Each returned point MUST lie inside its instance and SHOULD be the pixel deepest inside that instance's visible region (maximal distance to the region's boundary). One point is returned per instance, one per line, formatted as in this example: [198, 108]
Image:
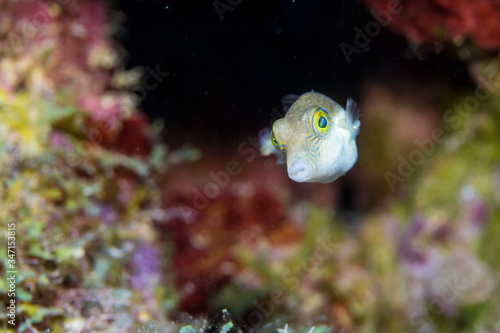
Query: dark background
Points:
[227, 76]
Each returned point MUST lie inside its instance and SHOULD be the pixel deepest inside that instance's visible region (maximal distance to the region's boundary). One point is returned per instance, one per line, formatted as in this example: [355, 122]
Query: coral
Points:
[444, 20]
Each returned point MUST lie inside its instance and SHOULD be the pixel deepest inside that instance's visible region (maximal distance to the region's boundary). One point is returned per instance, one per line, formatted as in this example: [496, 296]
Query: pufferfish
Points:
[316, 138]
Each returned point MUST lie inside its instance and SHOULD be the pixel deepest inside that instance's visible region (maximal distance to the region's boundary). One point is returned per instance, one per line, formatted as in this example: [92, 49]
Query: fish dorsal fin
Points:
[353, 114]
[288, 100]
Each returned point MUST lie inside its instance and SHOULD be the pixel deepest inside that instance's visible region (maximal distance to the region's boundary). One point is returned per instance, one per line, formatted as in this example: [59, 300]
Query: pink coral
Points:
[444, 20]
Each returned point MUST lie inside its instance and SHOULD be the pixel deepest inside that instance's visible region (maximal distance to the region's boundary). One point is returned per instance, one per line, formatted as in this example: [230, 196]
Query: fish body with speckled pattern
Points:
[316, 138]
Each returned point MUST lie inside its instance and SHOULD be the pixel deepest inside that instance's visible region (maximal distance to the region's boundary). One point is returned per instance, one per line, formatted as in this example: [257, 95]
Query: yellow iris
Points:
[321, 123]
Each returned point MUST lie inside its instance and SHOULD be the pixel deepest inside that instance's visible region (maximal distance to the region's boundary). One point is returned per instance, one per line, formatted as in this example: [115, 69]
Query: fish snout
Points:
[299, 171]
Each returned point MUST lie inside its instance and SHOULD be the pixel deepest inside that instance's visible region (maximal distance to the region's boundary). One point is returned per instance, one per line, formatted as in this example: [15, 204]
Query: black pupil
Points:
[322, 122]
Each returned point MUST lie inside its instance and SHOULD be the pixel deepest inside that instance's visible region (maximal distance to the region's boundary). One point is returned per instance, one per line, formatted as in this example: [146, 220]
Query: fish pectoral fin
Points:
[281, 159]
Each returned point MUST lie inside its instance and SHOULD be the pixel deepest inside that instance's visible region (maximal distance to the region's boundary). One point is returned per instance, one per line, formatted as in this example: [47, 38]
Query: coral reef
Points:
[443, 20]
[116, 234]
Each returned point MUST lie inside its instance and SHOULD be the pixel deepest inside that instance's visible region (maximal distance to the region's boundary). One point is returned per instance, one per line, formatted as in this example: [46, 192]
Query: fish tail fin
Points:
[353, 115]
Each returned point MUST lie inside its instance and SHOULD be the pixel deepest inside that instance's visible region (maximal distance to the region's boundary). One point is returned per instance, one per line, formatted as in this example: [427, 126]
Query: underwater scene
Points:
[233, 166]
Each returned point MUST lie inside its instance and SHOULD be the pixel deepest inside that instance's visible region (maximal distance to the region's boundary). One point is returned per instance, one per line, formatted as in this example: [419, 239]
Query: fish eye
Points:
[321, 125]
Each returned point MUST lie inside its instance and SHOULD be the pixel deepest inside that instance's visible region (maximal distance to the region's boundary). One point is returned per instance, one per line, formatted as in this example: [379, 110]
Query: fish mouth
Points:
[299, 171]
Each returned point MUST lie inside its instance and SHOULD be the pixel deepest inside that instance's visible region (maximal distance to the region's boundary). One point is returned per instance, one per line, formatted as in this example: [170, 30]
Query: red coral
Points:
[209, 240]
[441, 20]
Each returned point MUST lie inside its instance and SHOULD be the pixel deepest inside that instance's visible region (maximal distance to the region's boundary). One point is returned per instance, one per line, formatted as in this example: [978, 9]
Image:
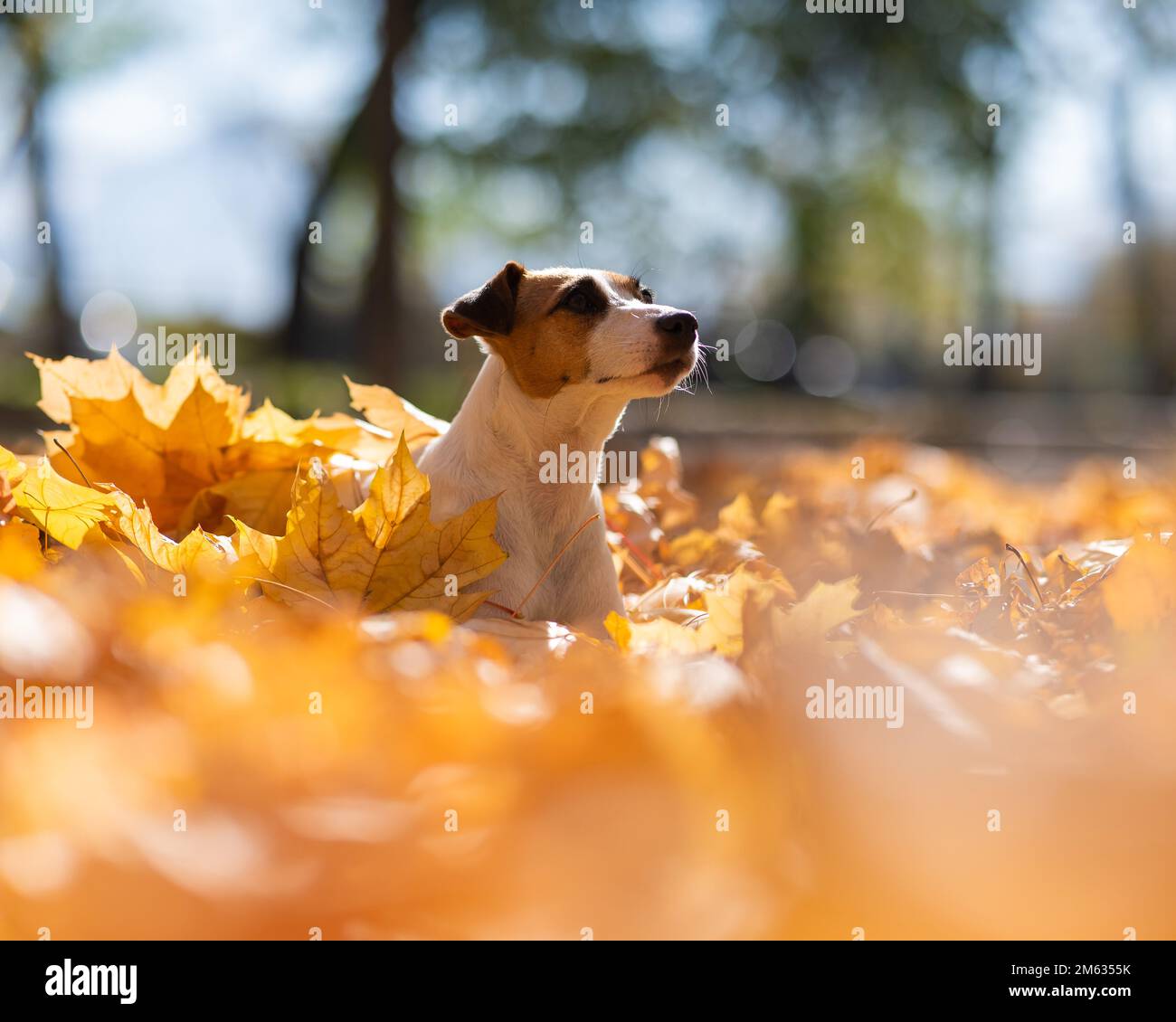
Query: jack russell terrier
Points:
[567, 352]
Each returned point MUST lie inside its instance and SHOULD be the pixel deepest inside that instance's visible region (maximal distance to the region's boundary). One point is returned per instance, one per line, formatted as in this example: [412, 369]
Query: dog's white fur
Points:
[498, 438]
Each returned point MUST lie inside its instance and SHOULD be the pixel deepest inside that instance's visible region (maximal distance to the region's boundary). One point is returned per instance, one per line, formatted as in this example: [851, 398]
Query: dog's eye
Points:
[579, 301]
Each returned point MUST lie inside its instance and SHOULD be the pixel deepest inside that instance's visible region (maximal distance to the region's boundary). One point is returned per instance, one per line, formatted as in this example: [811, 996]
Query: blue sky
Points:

**Task prompt:**
Using the records above, report each line with the string "coral".

**Solution:**
Query: coral
Query: pink coral
Query: coral reef
Query: red coral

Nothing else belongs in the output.